Recorded information:

- - - - -

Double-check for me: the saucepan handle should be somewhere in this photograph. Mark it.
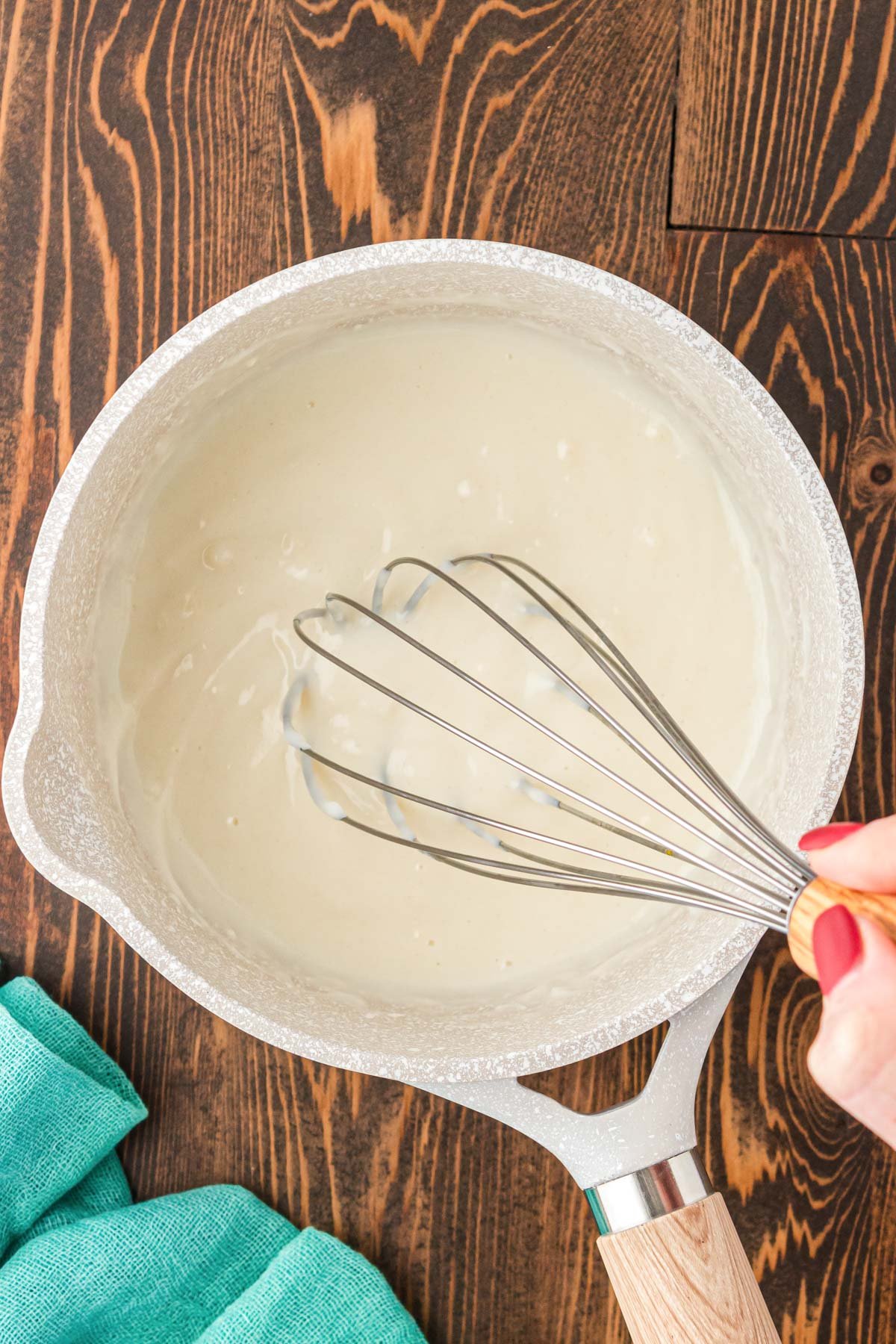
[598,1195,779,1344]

- - - - -

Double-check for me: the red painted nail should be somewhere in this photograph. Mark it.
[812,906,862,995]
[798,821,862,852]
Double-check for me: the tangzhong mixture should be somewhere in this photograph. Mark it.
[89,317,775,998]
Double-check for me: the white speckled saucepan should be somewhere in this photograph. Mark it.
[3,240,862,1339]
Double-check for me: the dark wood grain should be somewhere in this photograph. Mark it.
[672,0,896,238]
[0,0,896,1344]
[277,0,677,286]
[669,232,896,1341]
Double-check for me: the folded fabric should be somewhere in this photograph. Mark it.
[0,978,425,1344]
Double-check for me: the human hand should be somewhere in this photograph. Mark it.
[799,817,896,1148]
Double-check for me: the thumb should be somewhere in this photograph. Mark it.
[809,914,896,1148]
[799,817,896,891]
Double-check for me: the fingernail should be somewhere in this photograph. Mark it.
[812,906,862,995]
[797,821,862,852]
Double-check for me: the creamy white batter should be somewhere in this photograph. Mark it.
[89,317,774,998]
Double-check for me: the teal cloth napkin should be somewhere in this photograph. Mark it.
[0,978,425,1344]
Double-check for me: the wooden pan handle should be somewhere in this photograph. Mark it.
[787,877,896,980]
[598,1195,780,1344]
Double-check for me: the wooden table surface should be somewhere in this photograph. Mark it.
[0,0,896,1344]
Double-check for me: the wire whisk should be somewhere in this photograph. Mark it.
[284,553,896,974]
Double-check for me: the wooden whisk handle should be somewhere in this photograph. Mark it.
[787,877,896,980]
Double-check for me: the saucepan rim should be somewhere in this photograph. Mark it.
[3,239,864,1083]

- - - - -

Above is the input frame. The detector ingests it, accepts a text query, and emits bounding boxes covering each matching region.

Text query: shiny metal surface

- - - - -

The problem:
Copy the entries again, from the line with "Double-check for me: the saucepan handle" up to and including the line with "[598,1195,779,1344]", keeping the request but leaving out the picture. Multiply each bounding-box coordinate in the answer by 1.85 and round it to a whole number, with halves rounded up.

Finished exercise:
Double-check for me: the saucepan handle should be somewhere in this photograph. Mark it.
[1106,2211,1441,2486]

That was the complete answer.